__GIVEN PROBLEM__
Edit the listing below so that every "keypoint" becomes "marker", and leave everything else unchanged.

Point placement records:
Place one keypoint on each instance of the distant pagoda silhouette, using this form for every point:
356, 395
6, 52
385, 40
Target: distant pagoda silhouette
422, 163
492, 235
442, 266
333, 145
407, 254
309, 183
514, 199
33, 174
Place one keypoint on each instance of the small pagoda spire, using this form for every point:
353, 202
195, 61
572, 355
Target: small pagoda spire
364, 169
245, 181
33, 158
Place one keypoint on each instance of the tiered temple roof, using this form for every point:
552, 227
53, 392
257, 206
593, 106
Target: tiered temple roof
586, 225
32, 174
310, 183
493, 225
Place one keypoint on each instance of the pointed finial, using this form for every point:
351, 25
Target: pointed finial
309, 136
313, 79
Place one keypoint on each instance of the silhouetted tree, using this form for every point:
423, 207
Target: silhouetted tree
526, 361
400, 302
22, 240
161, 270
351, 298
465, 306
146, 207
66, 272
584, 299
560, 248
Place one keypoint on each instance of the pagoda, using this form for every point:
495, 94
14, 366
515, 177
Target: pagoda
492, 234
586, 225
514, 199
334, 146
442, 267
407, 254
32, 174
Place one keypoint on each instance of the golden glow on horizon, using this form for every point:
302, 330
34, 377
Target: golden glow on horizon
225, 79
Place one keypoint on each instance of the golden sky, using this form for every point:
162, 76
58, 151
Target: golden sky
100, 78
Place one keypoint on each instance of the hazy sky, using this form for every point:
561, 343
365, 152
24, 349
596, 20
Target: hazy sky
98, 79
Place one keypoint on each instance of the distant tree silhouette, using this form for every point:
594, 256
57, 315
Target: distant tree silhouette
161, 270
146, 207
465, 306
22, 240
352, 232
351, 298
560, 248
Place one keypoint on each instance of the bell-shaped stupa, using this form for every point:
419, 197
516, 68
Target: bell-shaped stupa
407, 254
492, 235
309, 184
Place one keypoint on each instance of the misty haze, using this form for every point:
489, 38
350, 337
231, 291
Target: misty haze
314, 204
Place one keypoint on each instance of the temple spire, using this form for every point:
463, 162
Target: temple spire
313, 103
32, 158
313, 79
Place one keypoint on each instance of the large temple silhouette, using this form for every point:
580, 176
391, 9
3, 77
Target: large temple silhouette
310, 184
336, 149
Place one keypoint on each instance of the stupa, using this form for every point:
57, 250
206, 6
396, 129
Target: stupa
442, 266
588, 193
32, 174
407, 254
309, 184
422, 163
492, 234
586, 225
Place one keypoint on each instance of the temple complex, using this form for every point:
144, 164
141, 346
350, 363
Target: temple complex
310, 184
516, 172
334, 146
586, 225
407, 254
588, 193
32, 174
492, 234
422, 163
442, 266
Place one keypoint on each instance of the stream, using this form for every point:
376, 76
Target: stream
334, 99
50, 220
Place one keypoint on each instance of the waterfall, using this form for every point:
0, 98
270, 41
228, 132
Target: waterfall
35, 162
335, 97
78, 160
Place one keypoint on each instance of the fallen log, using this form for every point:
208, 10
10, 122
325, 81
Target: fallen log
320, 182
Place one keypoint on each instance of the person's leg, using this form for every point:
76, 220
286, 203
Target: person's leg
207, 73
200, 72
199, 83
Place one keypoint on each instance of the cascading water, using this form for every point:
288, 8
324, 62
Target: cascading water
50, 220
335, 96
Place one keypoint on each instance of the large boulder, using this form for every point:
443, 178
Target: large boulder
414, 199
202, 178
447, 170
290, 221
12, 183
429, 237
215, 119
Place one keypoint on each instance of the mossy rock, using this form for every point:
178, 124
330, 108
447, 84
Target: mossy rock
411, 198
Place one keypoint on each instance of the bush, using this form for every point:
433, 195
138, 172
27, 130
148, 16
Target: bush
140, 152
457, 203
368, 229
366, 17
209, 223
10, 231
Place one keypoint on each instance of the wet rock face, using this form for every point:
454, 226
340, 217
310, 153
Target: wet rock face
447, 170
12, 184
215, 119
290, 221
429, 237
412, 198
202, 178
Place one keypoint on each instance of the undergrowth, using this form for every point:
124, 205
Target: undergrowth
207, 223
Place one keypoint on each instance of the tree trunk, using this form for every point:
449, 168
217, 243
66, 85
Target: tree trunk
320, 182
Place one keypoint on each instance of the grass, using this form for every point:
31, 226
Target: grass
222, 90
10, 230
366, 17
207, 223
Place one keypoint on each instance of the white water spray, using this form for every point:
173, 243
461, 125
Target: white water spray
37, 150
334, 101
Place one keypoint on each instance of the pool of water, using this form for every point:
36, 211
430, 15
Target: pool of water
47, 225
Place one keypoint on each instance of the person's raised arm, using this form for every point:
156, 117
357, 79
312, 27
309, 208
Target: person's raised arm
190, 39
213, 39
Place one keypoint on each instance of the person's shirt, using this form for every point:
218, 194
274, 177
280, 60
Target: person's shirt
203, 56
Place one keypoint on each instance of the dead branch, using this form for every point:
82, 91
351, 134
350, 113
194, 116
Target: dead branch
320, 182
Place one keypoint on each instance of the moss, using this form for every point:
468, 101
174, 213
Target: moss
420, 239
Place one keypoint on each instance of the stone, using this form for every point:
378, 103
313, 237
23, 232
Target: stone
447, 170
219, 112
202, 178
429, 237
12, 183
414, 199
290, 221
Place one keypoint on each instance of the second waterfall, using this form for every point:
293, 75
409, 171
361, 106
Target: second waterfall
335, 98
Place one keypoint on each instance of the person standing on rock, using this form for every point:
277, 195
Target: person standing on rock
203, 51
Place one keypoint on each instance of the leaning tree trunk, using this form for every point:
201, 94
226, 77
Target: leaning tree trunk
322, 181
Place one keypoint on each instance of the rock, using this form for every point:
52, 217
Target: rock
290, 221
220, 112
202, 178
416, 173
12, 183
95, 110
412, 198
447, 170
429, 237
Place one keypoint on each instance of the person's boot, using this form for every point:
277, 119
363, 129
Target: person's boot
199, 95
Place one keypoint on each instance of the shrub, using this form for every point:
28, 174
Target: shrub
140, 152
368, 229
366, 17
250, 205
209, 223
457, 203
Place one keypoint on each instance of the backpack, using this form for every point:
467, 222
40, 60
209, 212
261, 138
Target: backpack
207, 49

__WORKED ANSWER__
Place one marker on each instance of the distant pagoda silhouette, using this form for every point:
356, 395
6, 52
385, 40
Target: distant pagoda silhouette
422, 163
492, 235
442, 266
333, 145
407, 254
309, 183
514, 199
33, 174
Place one marker on each instance of the small pagoda spire, using this form for every point:
353, 202
195, 61
572, 355
Target: small pagoda spire
364, 169
245, 181
33, 158
Place one marker on each instance of the tiered temple roof, using this form for every point:
552, 227
53, 392
257, 206
593, 106
Target: tiered temple roof
586, 225
32, 174
310, 183
493, 225
Place one marker on each instance of the pointed finial, using this form for every point:
351, 25
Target: pointed finial
309, 136
313, 79
Place one marker on each instance of the silhouetted tree, using this form for every point:
423, 207
Target: silhouetted tree
526, 361
400, 302
22, 240
161, 270
351, 298
465, 306
146, 207
66, 272
584, 299
560, 248
Place one marker on each instance of the pagoda, using this form for every point:
495, 94
14, 366
515, 177
Target: pagoda
492, 234
586, 225
514, 199
334, 146
442, 267
407, 254
32, 174
Place one marker on each instance of the golden glow on horizon, using this form for every point:
302, 330
34, 377
Target: golden glow on horizon
225, 79
Place one marker on each instance of the golden sky, using this form for every point:
162, 76
58, 151
Target: golden sky
100, 78
Place one marker on each instance of the hazy sky, using this form for every point:
561, 343
365, 152
24, 349
596, 20
Target: hazy sky
98, 79
Place one marker on each instance of the distant tree silhouette, using this form for every point:
594, 256
57, 315
Target: distant tree silhouette
161, 270
146, 207
465, 306
22, 240
352, 232
351, 298
560, 248
Place one marker on each instance of the bell-shaped stupa, using this form for every point:
419, 197
516, 68
Target: bell-shaped stupa
407, 254
492, 235
309, 184
Place one marker on each instance of the misty haze, using this form for every point:
489, 38
350, 337
231, 291
Target: misty haze
314, 204
Place one marker on each instance of the temple spire, using this form for every point:
463, 162
Target: temple spire
313, 103
32, 158
313, 79
Place one marker on each instance of the large temple silhouette, using this form for every point:
580, 176
391, 9
3, 77
Target: large temple silhouette
310, 184
336, 149
Place one marker on each instance of the stupa, using this form for every point:
57, 250
206, 6
396, 129
Target: stupa
442, 266
588, 193
32, 174
407, 254
309, 184
422, 163
492, 234
586, 225
Place one marker on each instance of the temple complex, using this form for every point:
144, 164
141, 346
350, 363
Target: temple complex
310, 184
516, 172
334, 146
586, 225
407, 254
588, 193
32, 174
492, 234
422, 163
442, 266
Place one marker on each instance of the stream, using this form for every point:
376, 76
Target: stream
334, 99
50, 220
Place one marker on each instance of the waterfall, using this form for every point:
0, 98
270, 41
228, 132
Target: waterfall
35, 162
335, 97
78, 160
Place one marker on each instance of the fallen log, using this form for every point:
208, 10
10, 122
325, 81
Target: fallen log
320, 182
Place one marker on each instance of the person's leg, using this form for every point:
76, 220
286, 203
Target: person's leg
207, 73
200, 72
199, 83
Place one marker on each instance of the cascading water, using this form for every point:
288, 8
324, 62
Target: cascading water
50, 220
335, 96
Place one marker on each instance of the large boulder, using this form for every point:
443, 178
Target: large boulder
414, 199
202, 178
447, 170
290, 221
12, 183
429, 237
215, 119
Place one marker on each instance of the mossy rock, using this form for every point:
178, 124
330, 108
447, 84
Target: mossy rock
411, 198
Place one marker on each instance of the bush, using this form for every point:
433, 195
138, 172
27, 130
148, 16
Target: bush
140, 152
457, 203
368, 229
366, 17
209, 223
10, 231
Place one marker on each instance of the wet rock face, using this form for every point:
454, 226
340, 217
310, 153
Target: wet rock face
447, 170
12, 184
215, 119
290, 221
429, 237
412, 198
202, 178
Place one marker on each instance of the undergrowth, using this form for every point:
124, 205
Target: undergrowth
207, 223
Place one marker on each instance of the tree trunk, using this form for every point:
449, 168
217, 243
66, 85
Target: tree trunk
320, 182
Place one marker on each instance of the grass, using this form for every point:
31, 226
Target: grass
222, 90
10, 230
366, 17
207, 223
Place one marker on each instance of the white water spray, using this form for every point:
173, 243
461, 125
Target: white water spray
37, 150
334, 101
Place one marker on each instance of the pool of water, using this form for every point:
36, 211
430, 15
Target: pool of water
47, 225
Place one marker on each instance of the person's raised arm, using this form for every point:
156, 117
357, 79
312, 27
309, 208
Target: person's raised arm
190, 39
213, 39
Place one marker on each instance of the person's shirt, using this form for every point:
218, 194
274, 177
280, 60
Target: person's shirt
203, 56
Place one marker on each instance of the dead branch, using this form for every point:
82, 91
351, 134
350, 113
194, 116
Target: dead branch
320, 182
Place one marker on each instance of the moss, using this form for every point:
468, 101
174, 213
Target: moss
420, 239
Place one marker on each instance of the stone, using this form for every point:
378, 103
313, 237
23, 232
Target: stone
447, 170
219, 112
202, 178
429, 237
12, 183
414, 199
290, 221
Place one marker on each instance of the second waterfall, using this form for every point:
293, 75
409, 171
361, 106
Target: second waterfall
335, 98
Place one marker on each instance of the person standing on rock, using this form for every point:
277, 195
Target: person standing on rock
203, 51
Place one marker on each instance of the leaning tree trunk, using this form for every point:
201, 94
226, 77
Target: leaning tree trunk
322, 181
Place one marker on each instance of the rock, using this form for every point:
52, 217
Target: rock
290, 221
220, 112
202, 178
416, 173
12, 183
95, 110
412, 198
447, 170
429, 237
Place one marker on each instance of the person's boot, using this form for every point:
277, 119
363, 129
Target: person's boot
199, 95
Place one marker on each instance of the shrub, using this form for every point:
28, 174
Target: shrub
140, 152
368, 229
366, 17
250, 205
209, 223
457, 203
Place one marker on each instance of the backpack, using this form for every point:
467, 222
40, 60
209, 212
261, 138
Target: backpack
207, 49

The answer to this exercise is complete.